__AIM OF THE TASK__.
Extract each line from the items below that contains the string "person".

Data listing
⁂
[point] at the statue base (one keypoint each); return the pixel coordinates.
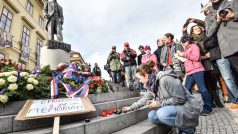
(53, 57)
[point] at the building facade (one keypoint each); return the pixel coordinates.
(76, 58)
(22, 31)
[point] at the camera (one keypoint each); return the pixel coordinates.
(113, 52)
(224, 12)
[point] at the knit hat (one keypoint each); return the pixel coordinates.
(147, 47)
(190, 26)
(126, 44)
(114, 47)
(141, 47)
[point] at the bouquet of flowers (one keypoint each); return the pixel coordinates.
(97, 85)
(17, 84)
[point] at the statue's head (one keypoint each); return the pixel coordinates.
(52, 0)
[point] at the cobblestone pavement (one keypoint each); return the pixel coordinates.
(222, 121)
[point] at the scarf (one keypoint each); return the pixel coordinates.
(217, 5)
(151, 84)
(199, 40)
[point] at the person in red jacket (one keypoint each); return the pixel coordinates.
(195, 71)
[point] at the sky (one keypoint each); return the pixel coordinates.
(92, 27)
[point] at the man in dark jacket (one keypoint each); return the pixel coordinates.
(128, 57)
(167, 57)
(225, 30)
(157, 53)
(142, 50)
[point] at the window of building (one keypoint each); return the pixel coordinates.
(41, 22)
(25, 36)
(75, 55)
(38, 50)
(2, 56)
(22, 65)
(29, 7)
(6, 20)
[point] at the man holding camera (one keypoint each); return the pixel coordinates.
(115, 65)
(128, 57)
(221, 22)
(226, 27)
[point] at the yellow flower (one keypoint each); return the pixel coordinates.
⁂
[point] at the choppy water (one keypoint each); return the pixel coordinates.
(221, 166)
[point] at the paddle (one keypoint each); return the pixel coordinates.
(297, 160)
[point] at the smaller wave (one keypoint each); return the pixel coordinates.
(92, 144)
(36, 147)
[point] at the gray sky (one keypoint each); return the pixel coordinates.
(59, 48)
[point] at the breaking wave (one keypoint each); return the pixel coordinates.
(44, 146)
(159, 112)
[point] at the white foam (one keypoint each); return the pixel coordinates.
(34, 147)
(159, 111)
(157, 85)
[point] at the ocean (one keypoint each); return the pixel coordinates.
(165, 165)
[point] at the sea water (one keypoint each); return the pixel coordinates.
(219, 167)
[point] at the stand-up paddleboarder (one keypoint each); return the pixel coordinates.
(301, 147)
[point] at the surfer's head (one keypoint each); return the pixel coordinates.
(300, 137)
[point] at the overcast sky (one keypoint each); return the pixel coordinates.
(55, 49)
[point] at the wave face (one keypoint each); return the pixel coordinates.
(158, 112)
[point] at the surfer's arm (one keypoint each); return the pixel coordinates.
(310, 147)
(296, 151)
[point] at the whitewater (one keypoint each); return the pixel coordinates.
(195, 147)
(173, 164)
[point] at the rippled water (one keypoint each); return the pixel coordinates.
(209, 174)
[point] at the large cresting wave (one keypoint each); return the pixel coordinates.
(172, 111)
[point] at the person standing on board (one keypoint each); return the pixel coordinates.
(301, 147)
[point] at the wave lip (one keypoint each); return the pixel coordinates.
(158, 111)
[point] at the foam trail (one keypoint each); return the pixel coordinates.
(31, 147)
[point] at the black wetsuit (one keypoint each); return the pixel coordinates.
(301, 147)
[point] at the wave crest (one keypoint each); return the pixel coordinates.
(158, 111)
⁂
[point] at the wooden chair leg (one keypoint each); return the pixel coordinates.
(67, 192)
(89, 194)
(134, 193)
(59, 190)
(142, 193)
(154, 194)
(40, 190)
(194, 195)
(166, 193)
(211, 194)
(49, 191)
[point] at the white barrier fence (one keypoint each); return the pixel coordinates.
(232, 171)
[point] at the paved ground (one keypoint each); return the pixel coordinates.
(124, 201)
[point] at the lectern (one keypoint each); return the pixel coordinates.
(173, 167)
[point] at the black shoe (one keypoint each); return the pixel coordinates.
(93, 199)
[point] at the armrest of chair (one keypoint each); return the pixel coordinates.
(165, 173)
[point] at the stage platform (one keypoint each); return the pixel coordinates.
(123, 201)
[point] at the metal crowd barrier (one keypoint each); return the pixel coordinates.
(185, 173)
⁂
__EXERCISE OUTPUT__.
[point] at the person in red jacket (one keypoint each); return the pixel coordinates.
[point] at the person standing on board (one keypoint each); return the pixel coordinates.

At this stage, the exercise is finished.